_Requirement_:
All entries below need to be written out exactly, but without their pictures.

:::

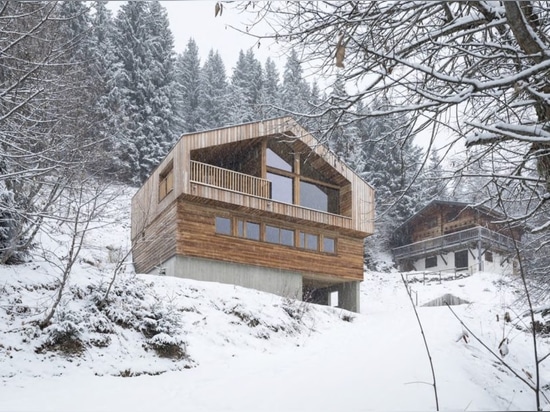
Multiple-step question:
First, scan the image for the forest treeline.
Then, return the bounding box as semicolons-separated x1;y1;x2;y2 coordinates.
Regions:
1;1;457;264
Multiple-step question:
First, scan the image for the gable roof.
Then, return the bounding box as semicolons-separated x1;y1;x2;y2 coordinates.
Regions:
132;116;376;236
173;116;373;190
397;199;506;231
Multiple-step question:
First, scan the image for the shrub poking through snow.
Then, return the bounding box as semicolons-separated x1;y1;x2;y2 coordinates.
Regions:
147;333;188;359
37;308;85;355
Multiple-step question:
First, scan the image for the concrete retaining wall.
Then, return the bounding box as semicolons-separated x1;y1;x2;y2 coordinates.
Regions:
155;255;303;300
149;255;362;313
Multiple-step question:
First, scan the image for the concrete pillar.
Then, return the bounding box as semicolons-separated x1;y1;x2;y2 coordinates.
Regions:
333;281;361;313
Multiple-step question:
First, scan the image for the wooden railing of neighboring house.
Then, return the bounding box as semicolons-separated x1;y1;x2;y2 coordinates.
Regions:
190;160;271;198
392;226;517;260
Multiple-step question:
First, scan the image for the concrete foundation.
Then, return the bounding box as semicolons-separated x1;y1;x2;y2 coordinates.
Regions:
156;255;303;300
151;255;361;313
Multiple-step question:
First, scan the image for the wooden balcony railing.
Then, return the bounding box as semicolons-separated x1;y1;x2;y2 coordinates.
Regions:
190;160;271;198
392;226;517;260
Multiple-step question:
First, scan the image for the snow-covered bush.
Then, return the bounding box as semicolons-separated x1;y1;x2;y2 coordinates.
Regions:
37;308;85;355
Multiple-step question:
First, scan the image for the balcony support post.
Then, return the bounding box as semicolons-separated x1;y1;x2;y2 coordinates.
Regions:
477;227;483;272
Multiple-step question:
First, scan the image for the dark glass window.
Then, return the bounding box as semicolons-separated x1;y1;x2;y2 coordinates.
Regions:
455;250;469;269
485;251;493;262
215;217;231;235
425;256;437;268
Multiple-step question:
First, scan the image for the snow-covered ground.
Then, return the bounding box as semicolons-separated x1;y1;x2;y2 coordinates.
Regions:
1;186;549;411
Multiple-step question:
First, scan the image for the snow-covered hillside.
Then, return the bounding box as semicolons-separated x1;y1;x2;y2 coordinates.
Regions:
1;186;549;411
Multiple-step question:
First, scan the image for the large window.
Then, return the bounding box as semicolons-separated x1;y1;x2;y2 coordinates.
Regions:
267;148;292;172
300;181;339;214
267;172;293;204
266;144;342;214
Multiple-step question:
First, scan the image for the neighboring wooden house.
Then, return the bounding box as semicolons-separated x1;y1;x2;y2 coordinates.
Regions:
131;117;375;312
392;200;522;275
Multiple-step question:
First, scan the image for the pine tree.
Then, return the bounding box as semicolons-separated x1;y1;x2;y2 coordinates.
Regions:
422;149;449;202
280;49;311;119
324;74;363;170
198;49;229;130
357;99;424;250
111;1;178;184
229;49;264;123
175;38;202;132
259;57;281;119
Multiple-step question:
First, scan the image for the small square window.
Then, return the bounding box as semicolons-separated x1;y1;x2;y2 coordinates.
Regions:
485;251;493;262
215;217;231;235
266;225;279;243
281;228;294;246
246;222;260;240
323;237;335;253
306;233;318;251
425;256;437;268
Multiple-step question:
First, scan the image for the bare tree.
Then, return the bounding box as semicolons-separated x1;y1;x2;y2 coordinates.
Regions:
233;1;550;226
0;2;109;263
39;178;118;329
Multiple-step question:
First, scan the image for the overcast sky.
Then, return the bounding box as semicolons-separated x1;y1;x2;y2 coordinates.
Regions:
109;1;283;72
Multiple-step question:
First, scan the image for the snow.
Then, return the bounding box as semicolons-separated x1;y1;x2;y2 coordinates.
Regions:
1;185;549;411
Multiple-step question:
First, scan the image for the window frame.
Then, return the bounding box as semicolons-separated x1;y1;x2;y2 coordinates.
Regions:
425;255;437;268
215;216;231;235
159;162;174;201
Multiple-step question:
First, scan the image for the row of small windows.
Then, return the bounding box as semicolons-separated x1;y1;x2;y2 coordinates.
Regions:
425;250;493;269
215;216;336;254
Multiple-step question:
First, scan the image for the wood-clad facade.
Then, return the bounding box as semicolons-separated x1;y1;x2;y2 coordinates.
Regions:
131;117;375;312
392;200;522;275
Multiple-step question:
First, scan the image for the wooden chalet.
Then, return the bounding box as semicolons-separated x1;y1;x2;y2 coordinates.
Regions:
131;117;375;312
392;200;522;275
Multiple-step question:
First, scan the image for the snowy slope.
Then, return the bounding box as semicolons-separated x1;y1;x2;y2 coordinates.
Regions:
1;186;549;411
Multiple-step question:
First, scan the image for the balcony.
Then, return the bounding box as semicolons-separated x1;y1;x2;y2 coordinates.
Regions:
189;160;354;231
392;226;518;261
190;160;271;198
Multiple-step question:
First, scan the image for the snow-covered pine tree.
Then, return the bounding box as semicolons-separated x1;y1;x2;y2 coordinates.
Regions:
357;99;424;251
421;149;449;203
143;2;179;158
175;38;202;133
87;1;123;176
228;49;263;123
111;2;178;184
280;49;312;123
258;57;281;119
197;49;229;130
323;74;363;171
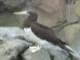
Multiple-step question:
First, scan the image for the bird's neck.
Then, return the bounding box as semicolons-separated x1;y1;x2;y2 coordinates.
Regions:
24;26;46;44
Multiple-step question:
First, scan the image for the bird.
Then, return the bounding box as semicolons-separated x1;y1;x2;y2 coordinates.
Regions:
14;10;80;59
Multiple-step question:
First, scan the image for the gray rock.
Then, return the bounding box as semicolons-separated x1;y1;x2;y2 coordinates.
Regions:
0;38;29;60
0;0;26;13
0;27;78;60
23;48;50;60
0;0;40;13
59;23;80;53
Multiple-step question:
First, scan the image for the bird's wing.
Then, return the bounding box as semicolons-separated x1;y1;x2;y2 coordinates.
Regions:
31;22;67;45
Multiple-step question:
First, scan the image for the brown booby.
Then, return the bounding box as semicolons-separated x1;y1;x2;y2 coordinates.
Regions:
23;11;80;59
14;10;80;59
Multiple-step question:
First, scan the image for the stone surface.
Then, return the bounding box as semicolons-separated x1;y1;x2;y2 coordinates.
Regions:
59;23;80;53
0;27;74;60
1;0;26;7
0;0;40;13
23;48;50;60
0;27;51;60
75;0;80;16
0;38;29;60
36;0;66;28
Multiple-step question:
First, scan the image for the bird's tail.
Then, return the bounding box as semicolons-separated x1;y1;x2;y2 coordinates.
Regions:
65;45;80;59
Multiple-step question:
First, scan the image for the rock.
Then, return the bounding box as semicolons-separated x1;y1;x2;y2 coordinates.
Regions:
59;23;80;53
1;0;26;7
75;0;80;16
23;43;69;60
0;27;24;38
0;0;40;13
0;0;26;13
0;27;77;60
23;48;50;60
0;38;29;60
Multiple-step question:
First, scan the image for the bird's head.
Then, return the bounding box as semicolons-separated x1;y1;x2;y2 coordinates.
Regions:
23;11;38;28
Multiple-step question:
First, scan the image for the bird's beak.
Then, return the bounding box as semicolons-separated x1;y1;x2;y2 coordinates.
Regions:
13;10;29;15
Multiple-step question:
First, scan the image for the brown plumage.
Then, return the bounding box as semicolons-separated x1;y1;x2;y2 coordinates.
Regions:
31;22;69;51
23;11;69;51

:::

_Solution_:
Multiple-step question:
First, scan the image for the forest treeline.
Then, return the bounding box as semicolons-separated x1;y1;x2;y2 coordinates.
Regions:
1;1;457;264
Multiple-step question:
First, scan the image for the gable roof.
Then, return the bounding box as semicolons-separated x1;y1;x2;y2 coordinates.
Regions:
132;116;376;236
173;116;373;190
397;199;506;231
Multiple-step question:
First, scan the image for the shrub poking through snow.
Then, return the bounding box as semicolons-separated x1;y1;x2;y2 coordinates.
Regions:
147;333;188;359
37;308;85;355
Multiple-step question:
First, scan the image for the concrete retaining wall.
Then, return the bounding box as semicolons-separated x1;y1;x2;y2 coordinates.
Regions:
155;255;303;300
149;255;362;313
Multiple-step question:
First, scan the image for the concrete pillar.
Then, return the bounding box as semicolons-separated x1;y1;x2;y2 coordinates.
Regions:
333;281;361;313
Multiple-step question:
First, scan the image for the wooden railing of neighboring house.
Then, return the bounding box as semicolons-separated x1;y1;x2;y2 coordinates.
Regions:
190;160;271;198
392;226;517;260
Multiple-step question:
First, scan the image for the concrete foundation.
Then, return the bounding box as semicolons-separated x1;y1;x2;y2 coordinates.
Regions:
156;255;303;300
151;255;361;313
Multiple-step question:
First, scan the image for the wooden balcony railing.
Then, return the bounding box as semicolons-separated x1;y1;x2;y2 coordinates.
Regions:
190;160;271;198
392;226;517;260
Multiple-step question:
First, scan the image for the snow-covered bush.
Then, return the bounding box as semicolons-separated x1;y1;x2;y2 coordinates.
Regions:
37;308;85;355
Multiple-step question:
First, scan the image for the balcony support post.
Then, return the bounding box as semicolons-separated x1;y1;x2;y2 coordinates.
Regions:
477;227;483;272
Multiple-step question:
First, scan the image for the dark glass window.
Then, return the bounding box as semicolons-separated x1;y1;x2;y2 coordinates.
Regions:
455;250;469;269
485;251;493;262
215;217;231;235
425;256;437;268
Multiple-step question:
First, scan the image for the snow-covered ground.
Then, return the bounding box as semicolons-separated x1;y1;x2;y2 coordinates.
Regions:
1;186;549;411
Multiple-step question:
First, scan the image for the snow-covered hillside.
Then, return the bounding box as semicolons-separated x1;y1;x2;y2 coordinates.
Regions:
1;186;549;411
Multiple-step question:
First, scan the image for the large window.
Then, return the bounding box as semicolons-separated x1;y1;x2;y2 coordinates.
Regions:
267;148;292;172
300;181;339;214
267;172;293;204
266;144;342;214
Multiple-step question:
First, scan the image for the neighboring wooden house.
Then, return the bounding box as semicolons-separated x1;y1;x2;y2 coordinates.
Regions:
131;117;375;312
392;200;522;275
Multiple-step question:
First, scan the image for the pine tree.
Then, return the bounding box as semicolons-separated x1;y1;x2;y2 coordinates.
Regions:
422;149;449;202
280;49;311;119
324;74;363;170
198;49;229;130
357;99;424;250
111;1;178;184
229;49;264;123
175;38;202;132
259;57;281;119
Multiple-step question:
First, scan the image for the small square window.
Then, return the bounding box as semicolons-separated x1;y1;x2;y2 coordinates.
Regions:
485;251;493;262
215;217;231;235
266;225;279;243
281;228;294;246
246;222;260;240
323;237;335;253
306;233;318;251
425;256;437;268
Multiple-step question:
First, scan the image for the bare tree.
Then, return the bounding box as semicolons-separated x1;y1;x2;y2 coordinates.
Regions:
233;1;550;226
0;2;109;263
39;178;118;329
Multiple-step question:
First, scan the image for the overcast sky.
Then, return the bounding box as semicolons-separated x1;y1;x2;y2 coordinates.
Regions:
109;1;283;72
Multiple-step question:
First, scan the image for the snow.
Then, return the bounding box as semicolons-separated x1;y1;x2;y2 coordinates.
Regions:
1;185;549;411
Multiple-step question:
First, scan the image for the window frame.
Then, return the bounding box as semicolons-separated x1;y1;x2;y2 coordinates.
Regions:
425;255;437;268
215;216;231;235
159;162;174;201
Multiple-step question:
First, scan the image for the row of small windows.
Then, return the bounding box as semicolons-separated x1;y1;x2;y2 coordinates.
Regions:
425;250;493;269
215;216;336;254
Multiple-step question:
First, scan the image for the wood-clad facade.
Then, return the bounding box as semicolons-separated x1;y1;x2;y2 coordinates.
Regions:
131;117;375;312
392;200;522;275
Multiple-step question:
First, scan the image for the wooden chalet.
Then, return the bounding box as semicolons-separated x1;y1;x2;y2 coordinates.
Regions:
131;117;375;312
392;200;522;275
Multiple-step question:
First, scan the image for the snowy slope.
Then, return the bounding box as semicolons-separated x1;y1;x2;y2 coordinates.
Regions:
1;186;549;411
Multiple-step question:
First, scan the image for the balcony.
Then, return the bounding box as semicolons-separated x1;y1;x2;y2 coordinates.
Regions:
189;160;354;231
392;226;518;261
190;160;271;198
Multiple-step question:
First, scan the image for the snow-covered pine tree.
Then, return the bounding box as semicolons-separated x1;y1;x2;y2 coordinates.
Regions:
357;99;424;251
421;149;449;203
143;2;179;158
175;38;202;133
87;1;123;176
228;49;263;123
111;2;178;184
280;49;312;123
258;57;281;119
197;49;229;130
323;74;363;171
Multiple-step question:
First, scan the image for the bird's neck.
Then, return the bounding box as semicolons-separated x1;y1;x2;y2 coordinates.
Regions:
24;26;46;44
Multiple-step question:
First, scan the image for the bird.
Then, return the bounding box as semicolons-separated x1;y1;x2;y2 coordinates.
Regions:
14;10;80;59
Multiple-step question:
First, scan the image for the gray rock.
Then, return the bounding box as semicolons-separated x1;y1;x2;y2 coordinates.
Regions:
0;38;29;60
0;0;26;13
0;27;78;60
23;48;50;60
0;0;40;13
59;23;80;53
Multiple-step question:
First, scan the image for the bird's wing.
Then, return the bounding box as semicolons-separated x1;y1;x2;y2 coordinates.
Regions:
31;22;67;45
Multiple-step question:
First, scan the image for the brown booby.
Then, return the bounding box as semicolons-separated x1;y1;x2;y2 coordinates.
Regions:
23;11;80;59
14;10;80;59
Multiple-step question:
First, scan the image for the stone surface.
Then, return the bounding box as semicolons-separated x1;y1;x2;y2 coordinates.
Regions:
59;23;80;53
0;27;74;60
1;0;26;7
0;0;40;13
23;48;50;60
0;27;51;60
75;0;80;16
0;38;29;60
36;0;66;28
Multiple-step question:
First, scan the image for the bird's tail.
Then, return the bounding box as semicolons-separated x1;y1;x2;y2 coordinates.
Regions:
65;45;80;59
Multiple-step question:
First, scan the image for the rock.
Then, return the bounding box as semicolons-separated x1;y1;x2;y2 coordinates.
Regions:
59;23;80;53
1;0;26;7
75;0;80;16
23;43;69;60
0;27;24;38
0;0;40;13
0;0;26;13
0;27;77;60
23;48;50;60
0;38;29;60
Multiple-step question:
First, scan the image for the bird's head.
Then, return the bounding box as semicolons-separated x1;y1;x2;y2 coordinates.
Regions:
23;11;38;28
Multiple-step question:
First, scan the image for the bird's beak.
Then, return the bounding box as semicolons-separated x1;y1;x2;y2 coordinates.
Regions:
13;10;29;15
Multiple-step question:
First, scan the image for the brown plumage.
Then, return the bounding box as semicolons-separated x1;y1;x2;y2 coordinates.
Regions:
31;22;69;51
23;11;69;51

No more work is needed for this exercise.